• **Source excerpt**:
------------------------------

Skip to content

Working group established for Chooutla Residential School

The Chooutla residential school is a dark part of Yukon’s history. The recently established Chooutla Working Group is reaching out to First Nations and others who have history, stories, information and photos that will shed light onto those who didn’t return from residential schools in the Yukon.
27122502_web1_211112_YKN_news_Chooutla_school_group-wb_2
Members of the Carcross/Tagish First Nations at healing ceremony on site of Chooutla residential school in July 2019. (Lawrie Crawford/Yukon News)

The Chooutla residential school is a dark part of Yukon’s history. The recently established Chooutla Working Group is reaching out to First Nations and others who have history, stories, information and photos that will shed light onto those who didn’t return from residential schools in the Yukon.

“Chooutla had students from all communities,” said Adeline Webber, chair of the working group.

Children from across the Yukon attended the school which once stood in Carcross. They came from Vuntut Gwitchin in the very north in Old Crow, to children of Ross River, Kwanlin Dün, Ta’an Kwäch’än, Tagish Kwan, Tlingit from the west, and more.

Students came from the N.W.T. and British Columbia as well.

“We need to connect with First Nations from every corner,” Webber said.

Amongst older Yukon First Nations people alive today, if they or a member of their family didn’t go to Chooutla, they likely had a sibling or a cousin who did.

Carver Violet Gatensby and master carver Wayne Price (Harold Gatensby behind) at Chooutla site healing ceremony July 2019. Price and Gatensby were overseeing the stretching of a traditional dug-out canoe that was done in tandem with the Anglican Church apology. (Lawrie Crawford/Yukon News)

The plan

Earlier this year, Carcross/Tagish First Nation (C/TFN) asked for other Yukon First Nations to join with them in mapping out the work and methods needed to formally research circumstances surrounding the school. They reached out for knowledge keepers to help direct ceremonial protocols.

The plan was communicated to First Nation leadership. The news release says that “our Chiefs are united with the hopes that all Yukon First Nations will join the Chooutla Working Group soon.”

Webber and co-chair, Judy Gingell, are joined by members of the Carcross/Tagish First Nation and representatives from Kwanlin Dün, Champagne Aishihik, Tr’ondëk Hwëch’in, Little Salmon Carmacks, and Na-cho Nyak Dun.

------------------------------

• **Records excerpted from a collection**:

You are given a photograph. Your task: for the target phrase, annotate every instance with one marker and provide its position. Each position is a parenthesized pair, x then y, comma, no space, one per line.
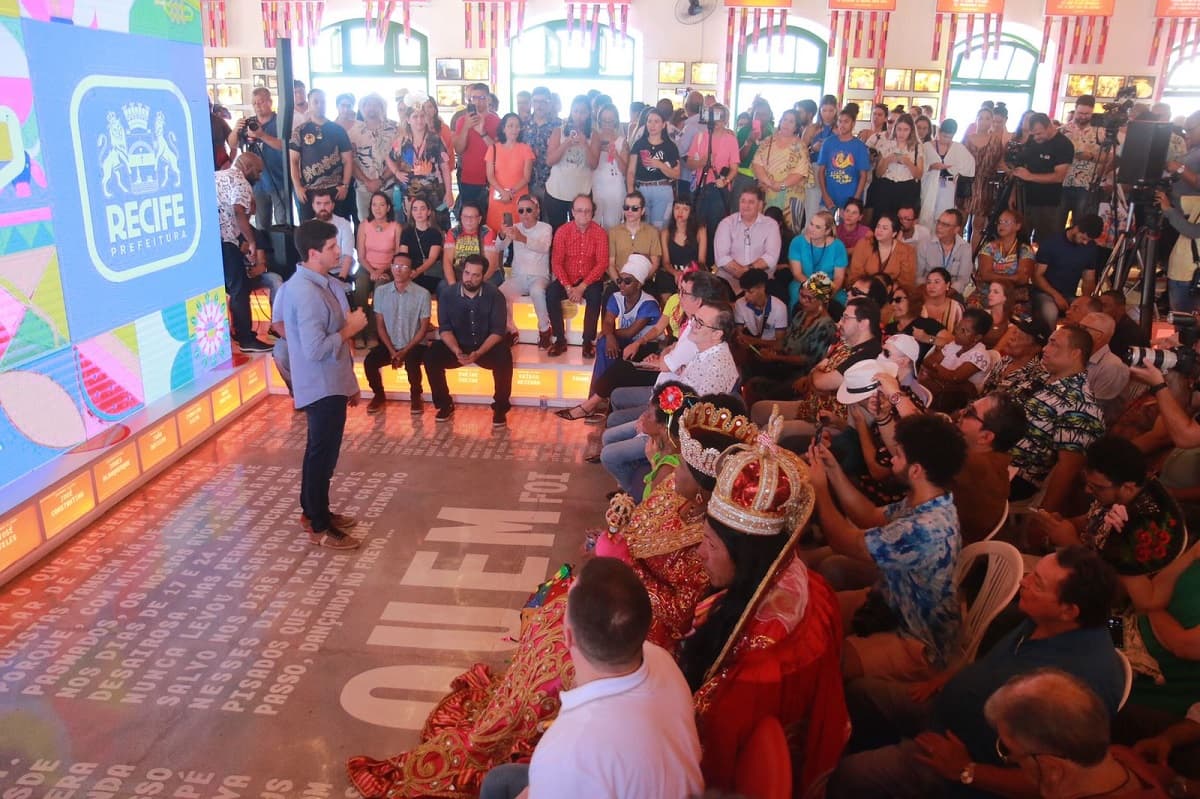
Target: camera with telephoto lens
(1182,359)
(1116,114)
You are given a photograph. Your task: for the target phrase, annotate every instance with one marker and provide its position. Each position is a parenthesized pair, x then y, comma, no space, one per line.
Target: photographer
(1047,157)
(1183,265)
(1077,194)
(259,134)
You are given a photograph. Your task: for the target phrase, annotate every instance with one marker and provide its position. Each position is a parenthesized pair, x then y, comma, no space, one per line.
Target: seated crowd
(814,396)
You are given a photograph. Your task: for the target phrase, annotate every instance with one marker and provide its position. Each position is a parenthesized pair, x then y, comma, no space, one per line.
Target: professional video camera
(1182,359)
(1116,114)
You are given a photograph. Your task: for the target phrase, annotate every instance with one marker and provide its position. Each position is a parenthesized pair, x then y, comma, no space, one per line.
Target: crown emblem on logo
(137,115)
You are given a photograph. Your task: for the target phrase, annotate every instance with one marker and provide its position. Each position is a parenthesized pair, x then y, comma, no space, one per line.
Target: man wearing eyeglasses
(531,242)
(579,259)
(947,746)
(475,132)
(745,240)
(1063,260)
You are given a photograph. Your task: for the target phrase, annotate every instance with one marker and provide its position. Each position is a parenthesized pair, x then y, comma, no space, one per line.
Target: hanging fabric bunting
(295,19)
(216,25)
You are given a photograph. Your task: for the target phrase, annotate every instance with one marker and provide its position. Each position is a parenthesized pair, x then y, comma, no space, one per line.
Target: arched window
(567,64)
(348,58)
(783,76)
(1182,89)
(1008,78)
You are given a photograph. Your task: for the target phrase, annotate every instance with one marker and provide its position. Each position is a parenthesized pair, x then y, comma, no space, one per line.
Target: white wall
(661,37)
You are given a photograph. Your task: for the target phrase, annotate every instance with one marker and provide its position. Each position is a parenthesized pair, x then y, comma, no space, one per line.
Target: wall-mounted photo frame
(1108,85)
(477,70)
(448,68)
(703,72)
(1144,84)
(898,79)
(862,78)
(927,80)
(449,95)
(227,68)
(672,71)
(1080,84)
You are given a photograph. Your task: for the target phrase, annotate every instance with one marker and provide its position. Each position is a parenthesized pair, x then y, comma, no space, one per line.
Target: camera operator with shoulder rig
(1047,157)
(1183,264)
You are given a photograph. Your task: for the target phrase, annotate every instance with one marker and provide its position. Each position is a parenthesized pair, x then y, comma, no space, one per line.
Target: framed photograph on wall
(1108,85)
(448,68)
(477,70)
(862,78)
(703,72)
(449,95)
(927,80)
(1144,84)
(227,68)
(672,71)
(1080,84)
(898,79)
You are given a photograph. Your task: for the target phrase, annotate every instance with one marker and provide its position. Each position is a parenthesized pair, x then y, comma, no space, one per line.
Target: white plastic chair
(1000,524)
(1128,670)
(1000,586)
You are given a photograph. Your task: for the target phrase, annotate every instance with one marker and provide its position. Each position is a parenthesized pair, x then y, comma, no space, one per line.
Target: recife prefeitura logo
(132,140)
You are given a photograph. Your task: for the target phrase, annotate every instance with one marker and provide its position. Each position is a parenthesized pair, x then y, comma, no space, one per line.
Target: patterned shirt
(1085,138)
(1024,382)
(580,256)
(1062,415)
(538,138)
(233,188)
(917,552)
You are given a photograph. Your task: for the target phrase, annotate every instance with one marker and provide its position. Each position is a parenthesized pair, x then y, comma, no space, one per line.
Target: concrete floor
(192,643)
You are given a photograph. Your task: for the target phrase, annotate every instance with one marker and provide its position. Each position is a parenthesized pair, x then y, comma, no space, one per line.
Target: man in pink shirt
(474,134)
(579,260)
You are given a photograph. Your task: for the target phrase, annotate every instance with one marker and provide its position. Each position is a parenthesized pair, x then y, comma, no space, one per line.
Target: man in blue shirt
(948,746)
(473,319)
(1062,260)
(319,330)
(843,166)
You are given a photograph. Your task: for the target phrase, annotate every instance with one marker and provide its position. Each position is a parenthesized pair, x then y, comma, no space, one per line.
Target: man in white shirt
(745,240)
(531,242)
(947,248)
(628,728)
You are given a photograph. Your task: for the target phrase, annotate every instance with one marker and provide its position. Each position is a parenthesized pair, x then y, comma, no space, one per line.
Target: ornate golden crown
(707,416)
(761,487)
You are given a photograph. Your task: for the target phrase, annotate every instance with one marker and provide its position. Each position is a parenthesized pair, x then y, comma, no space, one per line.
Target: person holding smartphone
(474,134)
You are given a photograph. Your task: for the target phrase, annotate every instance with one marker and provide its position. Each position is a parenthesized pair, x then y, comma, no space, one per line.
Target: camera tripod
(1137,245)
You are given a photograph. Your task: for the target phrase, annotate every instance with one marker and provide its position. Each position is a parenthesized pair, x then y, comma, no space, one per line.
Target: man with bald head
(1107,374)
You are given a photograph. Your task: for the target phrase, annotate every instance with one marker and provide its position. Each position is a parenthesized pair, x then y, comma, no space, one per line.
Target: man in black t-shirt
(1048,157)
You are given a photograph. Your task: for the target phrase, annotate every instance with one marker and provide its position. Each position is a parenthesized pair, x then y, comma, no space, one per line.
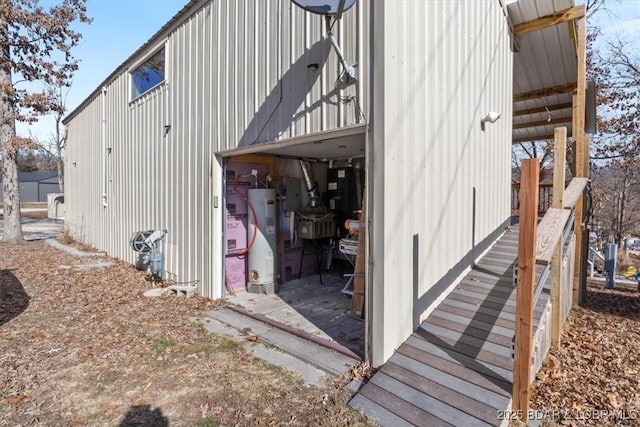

------------------------------

• **To do**:
a) According to the article on the Chooutla working group, who chairs the group?
b) Carry on the article about the Chooutla working group from the point where it stops.
None of the items is needed for this work.

• **Response list**:
a) Adeline Webber chairs the Chooutla Working Group.

b)
The workplan is ready to go. It will focus on the school in Carcross for the first two years, then they will move to other locations in Yukon. There were several other residential schools in Yukon operating at different times by different groups, but not all of them formally received federal funding.

The working group is asking people to share stories and photos about missing loved ones who attended Chooutla and any other residential schools in the Yukon. They are going to all lengths to acknowledge the truth of its impacts on people to this day.

“We need to make sure that we get as much information as possible while people are still around to tell us stories,” Webber said. “You know, in some cases, people have passed on, but then they’ve told the stories to their children.”

The residential school system shattered families

Webber, like most First Nations people her age, was personally affected by residential schools. She comes from a large family and different siblings were sent to different schools, including a brother who attended in Alberta.

“Not even the same religion,” she said.

When her brother returned from Alberta after 15 years, he didn’t recognize his mother. When another brother turned five, he was sent to the Chooutla school, where he died tragically.

“He was just five or six. We would like to know if there’s a record of his burial place, or that he’s even in the church records,” she said.

Yukon Anglican Bishop Larry Robertson read an apology for the harms the church had inflicted on Indigenous people on the old grounds of the Chooutla residential school in July 2019. Haa Shaa du Hen (HSH) Lynda Dickson of the Carcross/Tagish First Nation is positioned centre. (Lawrie Crawford/Yukon News)

Connected history

The Chooutla Residential School in Carcross was operated by the Anglican Church from 1911 to 1969. It burned down once, and was re-built larger to accommodate over-crowding in other schools. Its reputation for abuse and mistreatment was widely known, even in the 1940’s.

Whitehorse poet, Sweeny Scurvey, now about 78, recalled his father knowing how bad the Chooutla school actually was.

“Dad heard about Carcross, lots of deaths, so he kept us away from there. When someone came to take us to Whitehorse [Indian Mission School], he okayed it,” Scurvey said.

Scurvey’s story is told in Finding our Faces, a book on the Whitehorse Indian Mission School which was run by the Baptist Church. Adeline Webber and the Whitehorse Aboriginal Women’s Circle undertook that project to identify children from photographs that had been taken over the course of that Whitehorse school’s existence. The project spanned years of talking to people, pointing at photographs, squinting and telling stories. Laughter and tears helped in people’s healing.

Webber was integral to that process. With her multitude of connections, she is bringing her heart and mind to the Chooutla project with a clear understanding of what may lie ahead.

Collective healing

This is not the first project that the Carcross/Tagish First Nation has undertaken as part of the healing process on the Chooutla site. Many ceremonies and prayers have taken place.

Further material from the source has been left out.